Selected excerpt>
|---|

Published online Dec 28, 2023. doi: 10.3748/wjg.v29.i48.6222
Peer-review started: September 22, 2023
First decision: November 20, 2023
Revised: November 27, 2023
Accepted: December 14, 2023
Article in press: December 14, 2023
Published online: December 28, 2023
Processing time: 95 Days and 16.4 Hours
Ulcerative colitis (UC) is a chronic gastrointestinal disorder characterized by inflammation and ulceration, representing a significant predisposition to colorectal cancer. Recent advances in single-cell RNA sequencing (scRNA-seq) technology offer a promising avenue for dissecting the complex cellular inter-actions and molecular signatures driving UC pathology.
To utilize scRNA-seq technology to dissect the complex cellular interactions and molecular signatures that underlie UC pathology.
In this research, we integrated and analyzed the scRNA-seq data from UC patients. Moreover, we conducted mRNA and protein level assays as well as pathology-related staining tests on clinical patient samples.
In this study, we identified the sustained upregulation of inflammatory response pathways during UC progression, characterized the features of damaged endo-thelial cells in colitis. Furthermore, we uncovered the downregulation of phospholysine phosphohistidine inorganic pyrophosphate phosphatase (LHPP) has a negative correlation with signal transducer and activator of transcription 3. Significant downregulation of LHPP in UC patient tissues and plasma suggests that LHPP may serve as a potential therapeutic target for UC. This paper highlights the importance of LHPP as a potential key target in UC and unveils its potential role in inflammation regulation.

|---|

Data section>
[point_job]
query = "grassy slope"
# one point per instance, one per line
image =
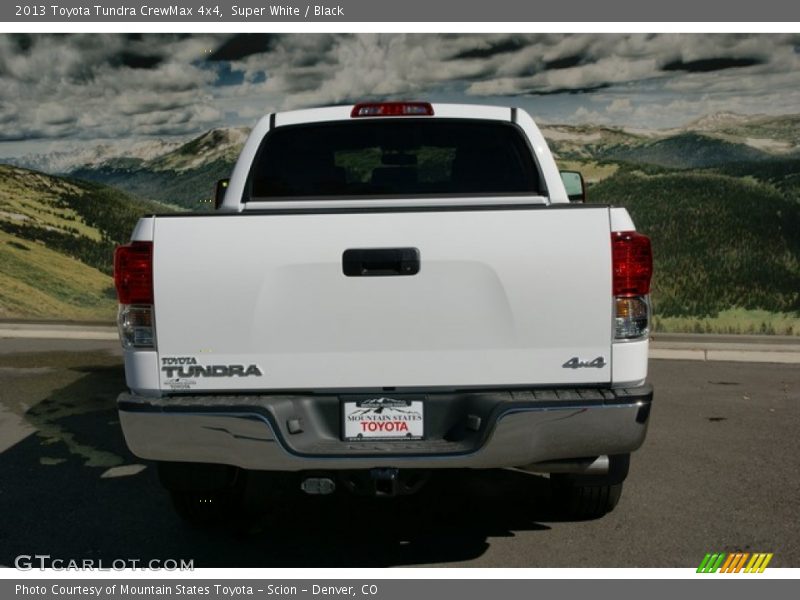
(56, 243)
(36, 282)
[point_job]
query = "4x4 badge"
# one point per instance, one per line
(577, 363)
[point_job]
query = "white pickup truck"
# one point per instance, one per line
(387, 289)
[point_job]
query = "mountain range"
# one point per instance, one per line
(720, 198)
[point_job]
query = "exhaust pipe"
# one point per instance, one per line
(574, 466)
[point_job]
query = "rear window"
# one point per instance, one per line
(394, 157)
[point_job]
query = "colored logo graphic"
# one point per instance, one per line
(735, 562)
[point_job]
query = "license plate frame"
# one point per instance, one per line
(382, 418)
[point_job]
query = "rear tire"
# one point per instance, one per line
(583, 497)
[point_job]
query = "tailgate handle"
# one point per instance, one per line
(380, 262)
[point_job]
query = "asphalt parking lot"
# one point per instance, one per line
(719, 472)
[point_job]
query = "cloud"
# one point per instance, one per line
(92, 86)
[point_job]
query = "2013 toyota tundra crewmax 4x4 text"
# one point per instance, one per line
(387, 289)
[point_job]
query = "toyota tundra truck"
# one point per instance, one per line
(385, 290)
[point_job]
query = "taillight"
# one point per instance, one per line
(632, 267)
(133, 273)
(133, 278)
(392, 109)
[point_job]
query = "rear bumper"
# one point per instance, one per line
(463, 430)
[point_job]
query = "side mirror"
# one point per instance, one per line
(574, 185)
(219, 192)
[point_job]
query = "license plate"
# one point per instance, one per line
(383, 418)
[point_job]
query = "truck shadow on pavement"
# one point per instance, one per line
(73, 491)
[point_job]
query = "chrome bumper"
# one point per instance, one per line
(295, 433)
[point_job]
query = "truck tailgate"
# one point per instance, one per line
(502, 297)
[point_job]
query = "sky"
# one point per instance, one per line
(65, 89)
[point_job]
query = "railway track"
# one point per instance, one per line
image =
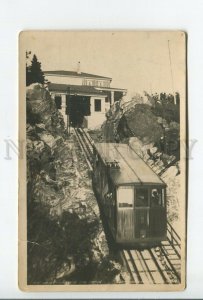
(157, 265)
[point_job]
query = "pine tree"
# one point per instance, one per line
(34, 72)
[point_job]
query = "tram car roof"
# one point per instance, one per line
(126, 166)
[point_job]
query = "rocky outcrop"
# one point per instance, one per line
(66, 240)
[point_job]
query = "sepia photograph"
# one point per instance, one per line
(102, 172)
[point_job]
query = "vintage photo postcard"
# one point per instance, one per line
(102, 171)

|---|

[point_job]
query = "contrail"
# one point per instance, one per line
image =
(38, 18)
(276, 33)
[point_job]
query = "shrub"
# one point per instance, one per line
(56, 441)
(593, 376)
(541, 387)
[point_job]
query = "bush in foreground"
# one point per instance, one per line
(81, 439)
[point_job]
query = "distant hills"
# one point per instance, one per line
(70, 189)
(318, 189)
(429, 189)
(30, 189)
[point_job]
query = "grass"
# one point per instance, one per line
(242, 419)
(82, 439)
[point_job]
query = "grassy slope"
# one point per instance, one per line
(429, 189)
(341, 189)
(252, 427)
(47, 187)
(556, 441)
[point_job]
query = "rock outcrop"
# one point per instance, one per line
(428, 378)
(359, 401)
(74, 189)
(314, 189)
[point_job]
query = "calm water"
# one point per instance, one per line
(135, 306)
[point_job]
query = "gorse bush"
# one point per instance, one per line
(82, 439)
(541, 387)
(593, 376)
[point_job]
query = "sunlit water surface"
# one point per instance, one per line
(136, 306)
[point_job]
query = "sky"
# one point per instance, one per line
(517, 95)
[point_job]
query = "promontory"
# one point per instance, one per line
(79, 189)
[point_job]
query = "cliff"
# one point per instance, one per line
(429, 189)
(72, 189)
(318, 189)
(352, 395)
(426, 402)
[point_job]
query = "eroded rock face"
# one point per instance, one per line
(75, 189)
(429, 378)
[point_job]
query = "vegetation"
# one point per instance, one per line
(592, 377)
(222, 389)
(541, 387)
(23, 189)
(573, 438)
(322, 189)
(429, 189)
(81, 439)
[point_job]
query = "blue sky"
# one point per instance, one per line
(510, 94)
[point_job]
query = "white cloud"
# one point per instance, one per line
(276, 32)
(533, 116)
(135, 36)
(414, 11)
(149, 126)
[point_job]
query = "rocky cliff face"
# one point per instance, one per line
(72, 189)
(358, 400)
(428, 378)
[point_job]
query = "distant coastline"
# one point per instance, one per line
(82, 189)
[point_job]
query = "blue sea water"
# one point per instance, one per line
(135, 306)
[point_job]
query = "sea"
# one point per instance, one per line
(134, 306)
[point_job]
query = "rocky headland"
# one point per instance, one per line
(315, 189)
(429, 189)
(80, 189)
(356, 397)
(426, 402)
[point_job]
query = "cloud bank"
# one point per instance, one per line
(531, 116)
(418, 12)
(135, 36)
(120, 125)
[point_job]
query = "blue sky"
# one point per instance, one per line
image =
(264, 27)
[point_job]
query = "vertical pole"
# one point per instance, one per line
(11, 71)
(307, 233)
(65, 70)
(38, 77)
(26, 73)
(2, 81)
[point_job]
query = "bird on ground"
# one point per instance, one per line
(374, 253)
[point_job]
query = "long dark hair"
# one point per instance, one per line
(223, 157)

|---|

Task instructions>
In the ulcerative colitis abstract, which molecule was significantly downregulated in UC patient tissues and plasma? You can ignore the data.

Solution>
Phospholysine phosphohistidine inorganic pyrophosphate phosphatase (LHPP).